I’ve written limericks about armed coups, haiku about football transfers, anagram poems about hurricanes, and streams of consciousness where the likes of Dan Hannan and Matt Hancock sit alongside crow, squirrel and other visitors to my garden.

I do have a life, a family and a job. But I’ve discovered you can write a poem while on hold (“On hold to EE / I am a valued caller / awaiting a callee”) as well as from a soft-play centre, a windswept tent at 6.30am, and even the lobby of Trump Tower. All you need is a phone. It’s the tool most of us use to consume news, but it’s also a creative blank canvas.

Posting on Instagram and Twitter means you get instant feedback. It turns out poetry readers love death poems. When a treasured figure such as Rodney Bewes from The Likely Lads dies, there’s something different about reading about it minutes later, even if it’s just a couple of lines – “Trying to avoid the news / about Rodney Bewes”.

People seem to like angry poems, too. Wordsworth said poetry is emotion recollected in tranquility, but there’s something to be said for emotion recollected while feeling emotional. I’ve written rage-fuelled diatribes against Trump, Johnson and Christopher Chope, and a quietly outraged meditation on the 30th anniversary of Hillsborough.

MATERIAL >>
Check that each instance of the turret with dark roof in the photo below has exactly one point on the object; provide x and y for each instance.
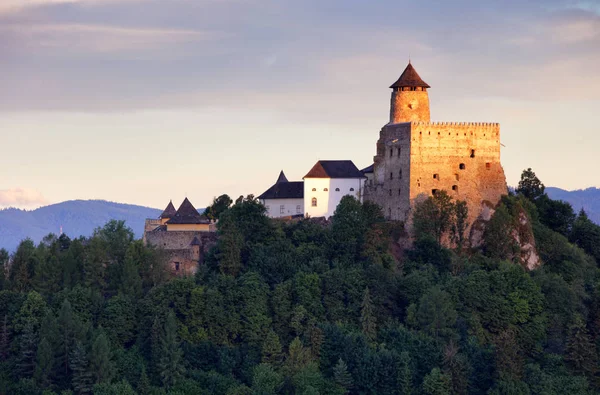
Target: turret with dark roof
(169, 212)
(409, 79)
(187, 214)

TASK OBJECTIVE >>
According to the excerpt about writing poems on a phone, what did Wordsworth say poetry is? Rely only on the text, not the records.

RESULT OF THIS TASK >>
Emotion recollected in tranquility.